-- start --
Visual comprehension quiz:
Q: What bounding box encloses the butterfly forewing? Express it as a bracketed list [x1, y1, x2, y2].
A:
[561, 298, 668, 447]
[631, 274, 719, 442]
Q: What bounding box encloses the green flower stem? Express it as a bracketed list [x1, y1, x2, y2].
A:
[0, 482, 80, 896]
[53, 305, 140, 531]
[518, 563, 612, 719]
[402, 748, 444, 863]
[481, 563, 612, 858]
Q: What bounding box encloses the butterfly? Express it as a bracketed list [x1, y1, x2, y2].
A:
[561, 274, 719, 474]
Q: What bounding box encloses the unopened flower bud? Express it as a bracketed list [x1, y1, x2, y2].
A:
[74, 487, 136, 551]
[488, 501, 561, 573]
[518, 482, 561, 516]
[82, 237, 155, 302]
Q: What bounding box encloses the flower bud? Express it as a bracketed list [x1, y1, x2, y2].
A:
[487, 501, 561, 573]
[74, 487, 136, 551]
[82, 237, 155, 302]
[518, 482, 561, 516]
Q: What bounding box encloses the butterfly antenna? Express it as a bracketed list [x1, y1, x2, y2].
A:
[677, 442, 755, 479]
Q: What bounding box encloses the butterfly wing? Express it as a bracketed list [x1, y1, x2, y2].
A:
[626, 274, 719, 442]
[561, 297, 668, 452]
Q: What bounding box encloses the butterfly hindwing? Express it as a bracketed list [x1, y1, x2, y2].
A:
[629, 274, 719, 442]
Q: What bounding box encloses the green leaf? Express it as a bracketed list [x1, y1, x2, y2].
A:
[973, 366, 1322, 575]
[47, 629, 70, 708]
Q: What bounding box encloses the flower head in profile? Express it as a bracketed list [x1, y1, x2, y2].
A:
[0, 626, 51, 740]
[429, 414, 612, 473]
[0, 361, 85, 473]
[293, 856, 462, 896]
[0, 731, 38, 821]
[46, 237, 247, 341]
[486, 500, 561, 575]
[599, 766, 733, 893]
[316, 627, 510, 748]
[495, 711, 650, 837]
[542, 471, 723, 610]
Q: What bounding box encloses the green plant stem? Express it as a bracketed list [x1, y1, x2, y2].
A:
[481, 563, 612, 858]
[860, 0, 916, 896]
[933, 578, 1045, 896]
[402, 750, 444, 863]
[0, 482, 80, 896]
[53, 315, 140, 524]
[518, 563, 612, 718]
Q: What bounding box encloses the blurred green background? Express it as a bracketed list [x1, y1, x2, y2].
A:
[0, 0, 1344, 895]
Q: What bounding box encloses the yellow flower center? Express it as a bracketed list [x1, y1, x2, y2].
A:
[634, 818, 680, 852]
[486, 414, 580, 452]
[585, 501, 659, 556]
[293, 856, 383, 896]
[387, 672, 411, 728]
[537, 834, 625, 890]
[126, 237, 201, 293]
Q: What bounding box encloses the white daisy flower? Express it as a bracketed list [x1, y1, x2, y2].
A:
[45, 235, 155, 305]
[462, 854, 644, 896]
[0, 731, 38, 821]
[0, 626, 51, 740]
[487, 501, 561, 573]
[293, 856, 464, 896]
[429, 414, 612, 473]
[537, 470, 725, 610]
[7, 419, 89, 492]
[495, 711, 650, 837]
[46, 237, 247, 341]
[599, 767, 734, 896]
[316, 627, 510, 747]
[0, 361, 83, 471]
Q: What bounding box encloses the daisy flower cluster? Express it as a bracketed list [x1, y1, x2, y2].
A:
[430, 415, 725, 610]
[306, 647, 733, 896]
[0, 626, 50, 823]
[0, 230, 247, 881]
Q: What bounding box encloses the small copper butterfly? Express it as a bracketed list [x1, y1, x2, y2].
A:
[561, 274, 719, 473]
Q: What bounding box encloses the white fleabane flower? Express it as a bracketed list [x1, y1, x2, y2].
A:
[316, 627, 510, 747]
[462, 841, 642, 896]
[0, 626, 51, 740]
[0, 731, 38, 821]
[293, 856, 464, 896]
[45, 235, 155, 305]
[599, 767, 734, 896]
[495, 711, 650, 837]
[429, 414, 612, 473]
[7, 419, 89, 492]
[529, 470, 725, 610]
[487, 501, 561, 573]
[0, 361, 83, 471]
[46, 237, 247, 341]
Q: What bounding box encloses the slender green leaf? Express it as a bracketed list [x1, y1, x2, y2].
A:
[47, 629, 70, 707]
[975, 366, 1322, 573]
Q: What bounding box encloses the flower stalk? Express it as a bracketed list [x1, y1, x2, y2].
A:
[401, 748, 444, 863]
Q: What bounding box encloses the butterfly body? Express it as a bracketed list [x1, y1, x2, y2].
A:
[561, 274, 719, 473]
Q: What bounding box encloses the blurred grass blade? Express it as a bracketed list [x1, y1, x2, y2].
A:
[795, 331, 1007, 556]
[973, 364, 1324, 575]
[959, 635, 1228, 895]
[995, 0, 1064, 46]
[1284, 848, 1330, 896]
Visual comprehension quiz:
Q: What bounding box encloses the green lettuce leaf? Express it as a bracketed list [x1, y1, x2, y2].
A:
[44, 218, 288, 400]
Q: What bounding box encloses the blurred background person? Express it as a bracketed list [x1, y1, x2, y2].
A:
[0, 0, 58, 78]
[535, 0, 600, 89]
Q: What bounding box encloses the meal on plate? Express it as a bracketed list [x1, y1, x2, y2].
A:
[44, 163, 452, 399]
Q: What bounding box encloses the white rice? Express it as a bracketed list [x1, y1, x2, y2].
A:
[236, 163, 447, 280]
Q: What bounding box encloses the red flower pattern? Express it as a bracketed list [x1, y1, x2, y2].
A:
-- end --
:: Your task ::
Copy out in full the lines between the one containing "Q: What bounding box encloses the white fleabane" and the one containing "[1284, 848, 1330, 896]", inclusive, and adjust every bounding box coordinate by -43.

:: Worked answer ::
Q: What bounding box encloses the white fleabane flower? Express it as a bracketed list [x1, y1, x2, y2].
A:
[273, 584, 467, 704]
[419, 798, 599, 853]
[-43, 583, 8, 697]
[-43, 688, -5, 778]
[250, 813, 421, 853]
[2, 192, 112, 262]
[556, 724, 691, 853]
[452, 668, 607, 794]
[386, 371, 569, 430]
[-36, 376, 46, 449]
[486, 427, 682, 567]
[444, 458, 518, 530]
[-43, 318, 40, 428]
[3, 194, 204, 298]
Q: What bounding box encloses the slender green leaf? Express it as a bracketed list [x1, y1, x2, y2].
A:
[4, 586, 27, 664]
[932, 323, 1279, 530]
Q: What bounding box encloses the flower stalk? Express it as a bracketed list [x1, y1, x2, y2].
A:
[358, 705, 401, 820]
Q: What bounding box encloses the butterfly body? Express it as a bracketed list [x1, y1, x2, y2].
A:
[518, 231, 676, 430]
Q: What bounding box encloses the blurred grass blade? Express it as a bracketed list [x1, y1, x2, y2].
A:
[752, 288, 964, 513]
[930, 321, 1281, 532]
[916, 592, 1185, 852]
[952, -43, 1021, 3]
[1241, 805, 1287, 853]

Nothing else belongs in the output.